Excerpts from a dataset
*** Begin section ***
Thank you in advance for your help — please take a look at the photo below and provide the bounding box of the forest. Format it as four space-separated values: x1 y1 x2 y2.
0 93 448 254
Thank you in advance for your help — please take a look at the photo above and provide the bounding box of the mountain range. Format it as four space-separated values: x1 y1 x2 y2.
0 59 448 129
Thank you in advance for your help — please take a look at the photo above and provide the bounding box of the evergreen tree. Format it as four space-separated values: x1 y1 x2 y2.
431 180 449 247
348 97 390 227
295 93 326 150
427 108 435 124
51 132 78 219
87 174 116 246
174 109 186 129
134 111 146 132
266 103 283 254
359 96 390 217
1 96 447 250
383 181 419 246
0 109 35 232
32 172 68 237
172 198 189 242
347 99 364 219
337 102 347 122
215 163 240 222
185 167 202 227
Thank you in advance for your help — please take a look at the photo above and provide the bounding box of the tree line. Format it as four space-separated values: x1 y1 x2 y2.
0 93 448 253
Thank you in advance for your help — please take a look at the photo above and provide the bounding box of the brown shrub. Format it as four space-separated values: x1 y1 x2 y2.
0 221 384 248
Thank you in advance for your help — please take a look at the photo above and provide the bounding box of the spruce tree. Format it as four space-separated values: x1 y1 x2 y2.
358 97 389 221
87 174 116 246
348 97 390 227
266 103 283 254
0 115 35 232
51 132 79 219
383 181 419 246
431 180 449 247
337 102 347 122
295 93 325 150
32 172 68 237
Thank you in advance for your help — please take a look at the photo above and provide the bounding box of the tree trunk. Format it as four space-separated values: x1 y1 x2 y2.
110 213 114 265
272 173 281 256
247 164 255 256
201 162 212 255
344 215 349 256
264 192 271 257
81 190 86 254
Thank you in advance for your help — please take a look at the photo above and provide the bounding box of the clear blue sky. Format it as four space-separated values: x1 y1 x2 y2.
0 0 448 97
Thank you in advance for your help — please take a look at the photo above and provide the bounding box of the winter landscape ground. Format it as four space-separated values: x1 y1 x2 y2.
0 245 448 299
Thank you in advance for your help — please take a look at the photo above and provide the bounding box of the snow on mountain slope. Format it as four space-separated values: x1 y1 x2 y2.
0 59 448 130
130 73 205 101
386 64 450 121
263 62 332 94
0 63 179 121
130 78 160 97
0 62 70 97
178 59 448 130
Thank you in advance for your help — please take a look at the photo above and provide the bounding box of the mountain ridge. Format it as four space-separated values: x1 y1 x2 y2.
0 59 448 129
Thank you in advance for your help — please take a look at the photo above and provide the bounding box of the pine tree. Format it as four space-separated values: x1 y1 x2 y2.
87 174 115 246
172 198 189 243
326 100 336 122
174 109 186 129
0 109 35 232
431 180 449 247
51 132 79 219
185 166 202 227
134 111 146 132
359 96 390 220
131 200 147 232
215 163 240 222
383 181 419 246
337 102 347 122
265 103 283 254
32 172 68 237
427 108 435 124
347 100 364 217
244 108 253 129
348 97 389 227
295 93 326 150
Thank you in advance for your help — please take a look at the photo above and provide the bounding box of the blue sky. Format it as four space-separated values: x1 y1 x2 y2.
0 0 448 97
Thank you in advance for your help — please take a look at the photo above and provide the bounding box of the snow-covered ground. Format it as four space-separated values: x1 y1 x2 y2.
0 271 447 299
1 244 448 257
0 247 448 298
*** End section ***
▶ [ASSIGNMENT]:
Starting at the line with "of the pine", copy each line through the end of the data, both ends included, and give nothing else.

▶ [EXERCISE OUTPUT]:
Thank you in advance for your help — please take a look at the photo above and provide the bounding box of the pine tree. Format it as four space-separated values: x1 y1 x2 y2.
87 174 115 246
172 198 189 243
326 100 336 122
174 109 186 129
0 109 35 232
431 180 449 247
51 132 79 219
185 166 202 227
134 111 146 132
359 96 390 220
131 200 147 232
215 163 240 222
383 181 419 246
337 102 347 122
265 103 283 254
32 172 68 237
427 108 435 124
347 100 364 217
244 108 253 129
348 97 389 227
295 93 326 150
Thank you in advance for your help — please take a look at the photo above and provide the bounding box of the blue sky. Format it as four space-separated values: x1 y1 x2 y2.
0 0 448 97
Thank you in advance for your help — please take a look at the photo above and provide the bounding box of the snow-covered ground. Format it as four space-separated values: x1 y1 x2 y2.
0 271 447 299
1 244 448 257
0 247 448 298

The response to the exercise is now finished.